**TASK DIRECTIONS**: Reproduce every line of the data below, character for character, with no changes.

**MATERIAL SUPPLIED**:
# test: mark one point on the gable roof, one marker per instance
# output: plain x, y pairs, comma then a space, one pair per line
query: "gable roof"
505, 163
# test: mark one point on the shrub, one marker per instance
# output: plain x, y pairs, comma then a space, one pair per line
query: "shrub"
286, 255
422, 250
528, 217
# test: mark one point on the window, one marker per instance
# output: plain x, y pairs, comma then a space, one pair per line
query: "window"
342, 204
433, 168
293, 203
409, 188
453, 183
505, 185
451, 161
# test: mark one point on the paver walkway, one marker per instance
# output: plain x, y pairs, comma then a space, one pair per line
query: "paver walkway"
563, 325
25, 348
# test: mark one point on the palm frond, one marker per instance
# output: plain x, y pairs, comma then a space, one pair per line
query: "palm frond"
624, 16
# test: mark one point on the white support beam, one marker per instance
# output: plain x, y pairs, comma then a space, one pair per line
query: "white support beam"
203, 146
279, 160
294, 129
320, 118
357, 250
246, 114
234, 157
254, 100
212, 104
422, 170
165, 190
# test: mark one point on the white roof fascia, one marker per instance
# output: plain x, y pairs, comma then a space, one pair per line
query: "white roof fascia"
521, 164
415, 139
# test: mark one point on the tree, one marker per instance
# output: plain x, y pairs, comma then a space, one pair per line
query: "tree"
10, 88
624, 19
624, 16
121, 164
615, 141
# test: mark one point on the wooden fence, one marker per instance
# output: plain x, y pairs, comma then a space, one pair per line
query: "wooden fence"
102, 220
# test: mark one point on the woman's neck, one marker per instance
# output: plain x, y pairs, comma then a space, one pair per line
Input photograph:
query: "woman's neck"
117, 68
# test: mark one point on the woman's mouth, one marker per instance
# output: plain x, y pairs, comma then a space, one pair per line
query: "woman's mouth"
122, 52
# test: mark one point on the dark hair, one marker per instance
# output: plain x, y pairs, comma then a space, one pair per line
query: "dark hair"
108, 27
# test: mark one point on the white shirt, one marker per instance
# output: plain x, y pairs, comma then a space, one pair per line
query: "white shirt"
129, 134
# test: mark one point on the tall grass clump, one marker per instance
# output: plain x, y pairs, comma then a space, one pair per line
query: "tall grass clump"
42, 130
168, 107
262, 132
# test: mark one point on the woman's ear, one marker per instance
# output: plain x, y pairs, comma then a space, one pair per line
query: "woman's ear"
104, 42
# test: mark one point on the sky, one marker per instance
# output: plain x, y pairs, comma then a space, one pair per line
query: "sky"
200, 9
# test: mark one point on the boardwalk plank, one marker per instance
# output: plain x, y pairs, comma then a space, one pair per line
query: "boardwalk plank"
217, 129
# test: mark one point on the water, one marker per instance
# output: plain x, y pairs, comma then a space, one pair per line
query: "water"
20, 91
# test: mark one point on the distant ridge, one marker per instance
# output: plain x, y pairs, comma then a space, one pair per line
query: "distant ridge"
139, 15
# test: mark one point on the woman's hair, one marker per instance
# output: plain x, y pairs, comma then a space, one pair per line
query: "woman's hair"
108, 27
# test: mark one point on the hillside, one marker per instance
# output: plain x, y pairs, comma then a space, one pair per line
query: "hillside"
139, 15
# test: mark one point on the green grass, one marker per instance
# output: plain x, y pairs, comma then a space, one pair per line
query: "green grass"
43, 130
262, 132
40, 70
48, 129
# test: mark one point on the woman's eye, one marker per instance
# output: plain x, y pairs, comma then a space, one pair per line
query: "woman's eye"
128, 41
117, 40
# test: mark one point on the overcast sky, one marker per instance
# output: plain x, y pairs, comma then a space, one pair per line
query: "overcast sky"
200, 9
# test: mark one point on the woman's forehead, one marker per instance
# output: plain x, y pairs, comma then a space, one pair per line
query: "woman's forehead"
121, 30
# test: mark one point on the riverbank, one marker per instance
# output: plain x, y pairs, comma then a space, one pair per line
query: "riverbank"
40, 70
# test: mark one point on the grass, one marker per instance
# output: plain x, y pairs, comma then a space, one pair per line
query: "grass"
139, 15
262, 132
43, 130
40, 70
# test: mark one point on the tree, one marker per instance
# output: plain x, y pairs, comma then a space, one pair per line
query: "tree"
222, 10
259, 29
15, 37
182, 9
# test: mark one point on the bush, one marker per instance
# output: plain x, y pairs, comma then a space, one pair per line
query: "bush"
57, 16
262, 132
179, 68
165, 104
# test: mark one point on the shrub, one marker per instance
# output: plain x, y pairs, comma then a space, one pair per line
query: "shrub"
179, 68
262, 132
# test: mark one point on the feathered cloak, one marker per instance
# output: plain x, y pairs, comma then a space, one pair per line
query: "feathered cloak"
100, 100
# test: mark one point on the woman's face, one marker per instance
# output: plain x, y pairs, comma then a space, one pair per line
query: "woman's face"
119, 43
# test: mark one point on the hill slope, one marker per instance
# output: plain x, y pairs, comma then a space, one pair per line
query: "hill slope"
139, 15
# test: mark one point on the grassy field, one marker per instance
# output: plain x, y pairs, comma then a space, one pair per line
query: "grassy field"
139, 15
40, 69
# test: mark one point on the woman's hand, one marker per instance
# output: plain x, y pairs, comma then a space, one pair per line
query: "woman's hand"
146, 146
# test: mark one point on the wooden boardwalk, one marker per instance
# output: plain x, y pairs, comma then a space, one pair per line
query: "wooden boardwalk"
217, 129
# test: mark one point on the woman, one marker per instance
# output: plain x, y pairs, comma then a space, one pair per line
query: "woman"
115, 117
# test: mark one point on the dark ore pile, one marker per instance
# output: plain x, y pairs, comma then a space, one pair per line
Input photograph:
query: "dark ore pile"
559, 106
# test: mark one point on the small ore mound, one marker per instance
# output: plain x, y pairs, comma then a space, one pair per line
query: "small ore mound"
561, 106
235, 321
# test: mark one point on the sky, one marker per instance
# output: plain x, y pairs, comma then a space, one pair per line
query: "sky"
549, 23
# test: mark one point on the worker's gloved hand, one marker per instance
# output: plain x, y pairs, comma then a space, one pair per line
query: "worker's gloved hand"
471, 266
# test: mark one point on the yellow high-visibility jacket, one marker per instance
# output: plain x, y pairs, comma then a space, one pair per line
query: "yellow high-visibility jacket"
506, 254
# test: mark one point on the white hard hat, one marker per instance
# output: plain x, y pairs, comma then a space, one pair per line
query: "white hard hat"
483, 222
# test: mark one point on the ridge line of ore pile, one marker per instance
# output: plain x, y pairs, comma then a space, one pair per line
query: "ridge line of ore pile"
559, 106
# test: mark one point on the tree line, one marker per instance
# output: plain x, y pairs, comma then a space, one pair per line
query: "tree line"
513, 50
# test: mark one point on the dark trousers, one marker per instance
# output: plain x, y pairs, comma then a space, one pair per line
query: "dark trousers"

**FINISHED TASK**:
# test: mark one point on the gable roof, one marker per instance
# output: plain x, y pairs, comma then a space, one pair per line
query: "gable roof"
505, 163
# test: mark one point on the shrub, one marker per instance
# output: plain x, y pairs, comma then a space, one pair per line
query: "shrub"
286, 255
422, 250
528, 217
# test: mark one point on the window, one marker per instance
# output: plain x, y pairs, comma then a space, one pair per line
query: "window"
342, 204
433, 168
293, 203
409, 188
453, 183
505, 185
451, 161
# test: mark one point on the paver walkway, one marker per instance
# output: plain x, y pairs, comma then a space, one pair per line
query: "paver walkway"
563, 325
25, 348
# test: mark one point on the palm frond, one marker per instance
# output: plain x, y pairs, comma then a space, one pair per line
query: "palm frond"
624, 16
# test: mark one point on the white support beam, one marker per instance
# output: plain x, y pairs, comma then a space, one pair per line
query: "white support beam"
203, 146
279, 160
294, 129
320, 118
357, 250
246, 114
234, 157
254, 100
212, 104
422, 170
165, 190
# test: mark one point on the white roof fascia, one marker per instance
# output: plain x, y pairs, comma then a space, one pair per line
query: "white roof fascia"
521, 164
415, 139
# test: mark one point on the tree, one marker per instance
# output: plain x, y pairs, comma then a space, one pair per line
query: "tree"
10, 88
624, 19
624, 16
121, 164
615, 141
# test: mark one point on the wooden fence, one marker per instance
# output: plain x, y pairs, comma then a space, one pair per line
query: "wooden fence"
102, 220
# test: mark one point on the woman's neck, one marker per instance
# output: plain x, y pairs, comma then a space, one pair per line
Input photograph:
query: "woman's neck"
117, 68
# test: mark one point on the woman's mouth, one marker per instance
# output: plain x, y pairs, comma then a space, one pair per line
query: "woman's mouth"
122, 52
# test: mark one point on the dark hair, one marker per instance
# output: plain x, y pairs, comma then a space, one pair per line
query: "dark hair"
108, 27
# test: mark one point on the white shirt, one marker per instance
# output: plain x, y pairs, comma then a space, one pair per line
query: "white shirt"
129, 134
# test: mark one point on the tall grass clump, one marker per instance
# output: plain x, y pairs, comma then a space, one pair per line
query: "tall grass clump"
42, 130
168, 107
262, 132
# test: mark one point on the woman's ear, one marker per instance
# output: plain x, y pairs, comma then a space, one pair per line
query: "woman's ear"
104, 42
# test: mark one point on the sky, one marker per instance
# output: plain x, y pairs, comma then a space, one pair per line
query: "sky"
200, 9
# test: mark one point on the boardwalk plank, one marker per instance
# output: plain x, y pairs, comma then a space, one pair per line
query: "boardwalk plank"
217, 129
# test: mark one point on the water, one marker per instance
# output: plain x, y pairs, comma then a space, one pair per line
query: "water"
20, 91
# test: mark one point on the distant ridge, one marker per instance
# output: plain x, y pairs, comma then a space, one pair per line
query: "distant ridge"
139, 15
# test: mark one point on the woman's hair, one marker per instance
# output: plain x, y pairs, comma then a space, one pair per line
query: "woman's hair"
108, 27
# test: mark one point on the hillside, one marker per instance
# output: plain x, y pairs, comma then a space, one pair per line
query: "hillside"
139, 15
# test: mark one point on the green grass, one marker per instance
# output: plain x, y pairs, comma then a space, one pair per line
query: "green grass"
43, 130
262, 132
40, 70
48, 129
# test: mark one point on the woman's eye, one marker per instance
# output: plain x, y pairs, comma then a space, one pair per line
query: "woman's eye"
128, 41
117, 40
# test: mark one point on the overcast sky, one marker per instance
# output: plain x, y pairs, comma then a space, one pair per line
query: "overcast sky"
200, 9
# test: mark one point on the woman's forehead, one marker per instance
# output: plain x, y pairs, comma then a space, one pair per line
query: "woman's forehead"
121, 30
# test: mark one point on the riverbank, one marker per instance
# output: plain x, y pairs, comma then a space, one pair per line
query: "riverbank"
40, 70
# test: mark one point on the grass, one marker per instance
# output: plain x, y pairs, comma then a space, one pair per line
query: "grass"
139, 15
262, 132
43, 130
40, 70
# test: mark one point on the tree, one marker per instance
# output: plain x, y pairs, comma then a space, one pair per line
query: "tree"
222, 10
259, 29
15, 37
182, 9
# test: mark one point on the bush, one marker per instance
# output: plain x, y pairs, comma then a space, one pair per line
query: "bush"
57, 16
262, 132
179, 68
165, 104
# test: mark one point on the shrub, one marker per instance
# output: plain x, y pairs, comma then a space, one pair per line
query: "shrub"
179, 68
262, 132
# test: mark one point on the feathered cloak, one marker per instance
# output: plain x, y pairs, comma then a space, one pair per line
query: "feathered cloak"
100, 100
# test: mark one point on the woman's face, one marker per instance
# output: plain x, y pairs, comma then a space, one pair per line
query: "woman's face"
119, 43
# test: mark one point on the hill slope, one marker per instance
# output: plain x, y pairs, comma then a space, one pair per line
query: "hill slope"
139, 15
# test: mark one point on the grassy field, one marker per instance
# output: plain x, y pairs, comma then a space, one pair per line
query: "grassy field"
139, 15
40, 69
# test: mark one point on the woman's hand, one marker per instance
# output: plain x, y pairs, comma then a space, one pair per line
query: "woman's hand"
146, 146
# test: mark one point on the wooden boardwalk, one marker per instance
# output: plain x, y pairs, comma then a space, one pair per line
query: "wooden boardwalk"
217, 129
# test: mark one point on the woman, one marker per instance
# output: plain x, y pairs, comma then a space, one pair per line
query: "woman"
115, 117
# test: mark one point on the dark ore pile, one marker per instance
# output: plain x, y pairs, comma then a space, one pair per line
Input photograph:
query: "dark ore pile"
559, 106
# test: mark one point on the small ore mound, one marker per instance
# output: plain x, y pairs, comma then a space, one pair per line
query: "small ore mound"
561, 106
235, 321
# test: mark one point on the sky, one marker per instance
# output: plain x, y pairs, comma then a space, one pair per line
query: "sky"
549, 23
# test: mark one point on the worker's gloved hand, one marker per instance
# output: plain x, y pairs, comma then a space, one pair per line
query: "worker's gloved hand"
471, 266
# test: mark one point on the yellow high-visibility jacket, one marker per instance
# output: plain x, y pairs, comma then a space, one pair per line
query: "yellow high-visibility jacket"
506, 254
# test: mark one point on the white hard hat, one marker per instance
# output: plain x, y pairs, comma then a space, one pair per line
query: "white hard hat"
483, 222
# test: mark one point on the ridge line of ore pile, one marker per instance
# output: plain x, y pairs, comma then a space, one pair per line
query: "ridge line of ore pile"
559, 106
# test: mark one point on the tree line, one marker per instance
# output: plain x, y pairs, comma then a space, one pair per line
query: "tree line"
513, 50
# test: mark one point on the dark trousers, one marker per instance
# output: plain x, y pairs, comma then a space, one pair per line
query: "dark trousers"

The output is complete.